**WORK TO BE COMPLETED**
Copy the part of the material below that opens with the line containing "of the dark" and runs through the end of the material, requests included and left unchanged, but add 101 to every x and y coordinate in the answers. Leave the pictures out.

**PROVIDED DATA**
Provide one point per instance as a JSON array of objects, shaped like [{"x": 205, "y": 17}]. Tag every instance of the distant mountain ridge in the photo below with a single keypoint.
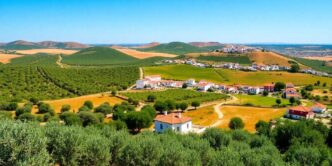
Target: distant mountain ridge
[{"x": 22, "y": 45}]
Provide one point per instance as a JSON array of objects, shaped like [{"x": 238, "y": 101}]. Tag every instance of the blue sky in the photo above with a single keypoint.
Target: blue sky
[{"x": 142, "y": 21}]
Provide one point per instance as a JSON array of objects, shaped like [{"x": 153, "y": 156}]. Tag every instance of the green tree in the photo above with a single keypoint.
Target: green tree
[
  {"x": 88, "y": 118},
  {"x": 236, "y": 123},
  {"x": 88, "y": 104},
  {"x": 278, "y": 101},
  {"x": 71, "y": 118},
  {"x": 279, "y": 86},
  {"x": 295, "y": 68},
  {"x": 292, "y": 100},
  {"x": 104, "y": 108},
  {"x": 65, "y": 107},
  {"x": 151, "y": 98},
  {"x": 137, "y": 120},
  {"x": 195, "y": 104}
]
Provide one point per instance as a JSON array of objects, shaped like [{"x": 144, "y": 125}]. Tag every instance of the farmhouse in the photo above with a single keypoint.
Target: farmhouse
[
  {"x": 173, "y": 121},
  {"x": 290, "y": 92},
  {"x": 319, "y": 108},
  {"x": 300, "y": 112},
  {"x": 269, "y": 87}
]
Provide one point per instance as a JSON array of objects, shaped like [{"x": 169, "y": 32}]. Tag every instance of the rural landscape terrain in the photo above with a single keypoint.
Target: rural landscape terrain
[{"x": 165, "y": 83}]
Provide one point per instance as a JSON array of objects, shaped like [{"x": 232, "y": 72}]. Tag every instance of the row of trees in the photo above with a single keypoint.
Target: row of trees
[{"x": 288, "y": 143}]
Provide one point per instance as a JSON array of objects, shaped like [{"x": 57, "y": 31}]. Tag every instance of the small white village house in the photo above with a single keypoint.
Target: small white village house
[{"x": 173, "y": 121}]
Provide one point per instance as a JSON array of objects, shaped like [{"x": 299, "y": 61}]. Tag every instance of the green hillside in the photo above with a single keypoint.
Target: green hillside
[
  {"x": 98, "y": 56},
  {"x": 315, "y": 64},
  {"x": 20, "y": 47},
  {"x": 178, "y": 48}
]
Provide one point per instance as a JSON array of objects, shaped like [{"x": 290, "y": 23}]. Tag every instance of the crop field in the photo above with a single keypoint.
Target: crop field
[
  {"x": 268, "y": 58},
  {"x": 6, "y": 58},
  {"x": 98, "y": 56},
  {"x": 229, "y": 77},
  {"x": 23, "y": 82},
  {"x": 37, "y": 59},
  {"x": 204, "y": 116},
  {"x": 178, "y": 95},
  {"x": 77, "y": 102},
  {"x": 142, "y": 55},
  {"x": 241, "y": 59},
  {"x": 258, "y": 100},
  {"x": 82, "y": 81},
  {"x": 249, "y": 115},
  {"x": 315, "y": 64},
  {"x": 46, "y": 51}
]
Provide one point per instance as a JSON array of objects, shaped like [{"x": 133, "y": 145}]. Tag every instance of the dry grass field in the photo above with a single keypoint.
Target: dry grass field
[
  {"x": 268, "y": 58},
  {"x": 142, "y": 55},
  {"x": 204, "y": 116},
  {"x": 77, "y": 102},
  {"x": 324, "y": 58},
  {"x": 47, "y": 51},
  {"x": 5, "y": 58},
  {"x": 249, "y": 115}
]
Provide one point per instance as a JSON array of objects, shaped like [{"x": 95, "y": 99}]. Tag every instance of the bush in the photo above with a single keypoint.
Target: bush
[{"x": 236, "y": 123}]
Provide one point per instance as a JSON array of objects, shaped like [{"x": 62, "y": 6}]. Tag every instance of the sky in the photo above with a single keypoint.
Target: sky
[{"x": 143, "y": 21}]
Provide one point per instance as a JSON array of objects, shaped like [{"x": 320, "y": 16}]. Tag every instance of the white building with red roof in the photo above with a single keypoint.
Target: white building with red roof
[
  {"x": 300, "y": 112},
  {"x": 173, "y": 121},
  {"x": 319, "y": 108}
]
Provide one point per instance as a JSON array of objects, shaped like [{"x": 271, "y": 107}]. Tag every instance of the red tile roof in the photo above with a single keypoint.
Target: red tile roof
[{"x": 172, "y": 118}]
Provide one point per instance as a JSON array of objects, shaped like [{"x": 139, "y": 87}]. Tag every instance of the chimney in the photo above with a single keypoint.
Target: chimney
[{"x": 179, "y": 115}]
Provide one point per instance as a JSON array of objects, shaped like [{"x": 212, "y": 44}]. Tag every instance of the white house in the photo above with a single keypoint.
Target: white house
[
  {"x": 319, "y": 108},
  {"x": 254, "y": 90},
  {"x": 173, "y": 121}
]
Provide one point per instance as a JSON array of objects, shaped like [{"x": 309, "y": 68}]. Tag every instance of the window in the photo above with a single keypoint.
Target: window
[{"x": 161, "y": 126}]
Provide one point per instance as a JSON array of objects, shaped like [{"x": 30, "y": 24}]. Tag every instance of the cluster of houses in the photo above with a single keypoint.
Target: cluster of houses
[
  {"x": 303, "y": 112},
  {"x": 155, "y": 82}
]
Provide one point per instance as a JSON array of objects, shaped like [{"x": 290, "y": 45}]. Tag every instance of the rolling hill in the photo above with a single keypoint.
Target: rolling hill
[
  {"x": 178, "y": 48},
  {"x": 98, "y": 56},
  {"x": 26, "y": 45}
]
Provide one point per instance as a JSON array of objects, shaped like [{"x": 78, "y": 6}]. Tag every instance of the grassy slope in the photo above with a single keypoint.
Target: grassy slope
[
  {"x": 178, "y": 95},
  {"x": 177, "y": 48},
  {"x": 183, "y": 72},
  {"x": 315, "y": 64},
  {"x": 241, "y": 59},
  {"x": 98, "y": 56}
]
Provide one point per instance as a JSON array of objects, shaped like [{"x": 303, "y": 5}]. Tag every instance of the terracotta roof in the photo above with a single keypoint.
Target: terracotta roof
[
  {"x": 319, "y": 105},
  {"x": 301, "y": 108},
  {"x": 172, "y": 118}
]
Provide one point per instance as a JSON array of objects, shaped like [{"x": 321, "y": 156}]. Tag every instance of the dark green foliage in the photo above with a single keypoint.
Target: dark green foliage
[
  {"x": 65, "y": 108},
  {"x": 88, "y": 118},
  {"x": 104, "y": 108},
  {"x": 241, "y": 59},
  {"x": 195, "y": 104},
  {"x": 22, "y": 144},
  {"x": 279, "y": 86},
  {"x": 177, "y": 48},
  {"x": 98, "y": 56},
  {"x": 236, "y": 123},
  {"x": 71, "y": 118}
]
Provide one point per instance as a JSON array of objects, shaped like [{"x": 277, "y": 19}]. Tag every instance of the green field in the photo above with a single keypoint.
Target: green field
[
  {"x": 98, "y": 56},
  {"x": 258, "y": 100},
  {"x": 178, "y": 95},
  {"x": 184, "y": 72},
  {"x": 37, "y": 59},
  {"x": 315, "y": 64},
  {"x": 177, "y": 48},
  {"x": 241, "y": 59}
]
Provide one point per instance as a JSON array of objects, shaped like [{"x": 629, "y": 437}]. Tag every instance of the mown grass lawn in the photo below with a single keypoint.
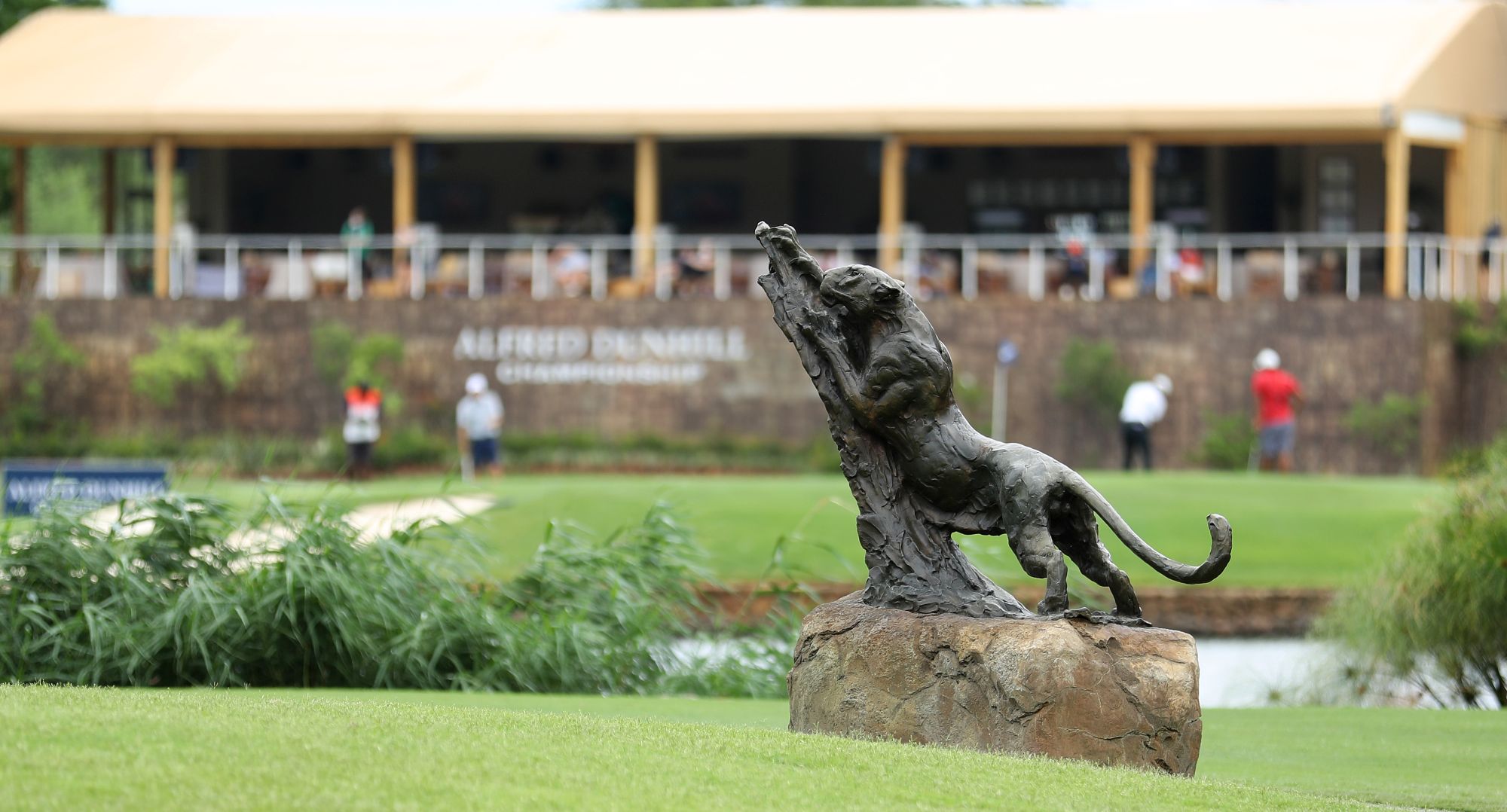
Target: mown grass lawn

**WRITTEN ANSWER**
Provide one point per instance as a JSON array of objects, shaped like [{"x": 321, "y": 156}]. Tag every instance of the dark green foliage in the photo above with a single keypoint.
Target: dark green foliage
[
  {"x": 166, "y": 209},
  {"x": 189, "y": 219},
  {"x": 205, "y": 209},
  {"x": 342, "y": 160},
  {"x": 296, "y": 205},
  {"x": 123, "y": 245},
  {"x": 380, "y": 187},
  {"x": 278, "y": 149},
  {"x": 199, "y": 157},
  {"x": 337, "y": 224},
  {"x": 172, "y": 219}
]
Provide one point per instance as a JSON array of objects, shaped like [{"x": 277, "y": 19}]. Tag every instance of the green field in the photo above with a single keypoint.
Target: green field
[
  {"x": 199, "y": 157},
  {"x": 359, "y": 201},
  {"x": 279, "y": 196},
  {"x": 285, "y": 173},
  {"x": 138, "y": 160},
  {"x": 416, "y": 165},
  {"x": 278, "y": 149},
  {"x": 342, "y": 160}
]
Provide one point per instance as a JSON array of objects, shaped like [{"x": 629, "y": 437}]. Tag every instance of the mown grass lawn in the photo below with a single keypoint.
Target: mown grass lawn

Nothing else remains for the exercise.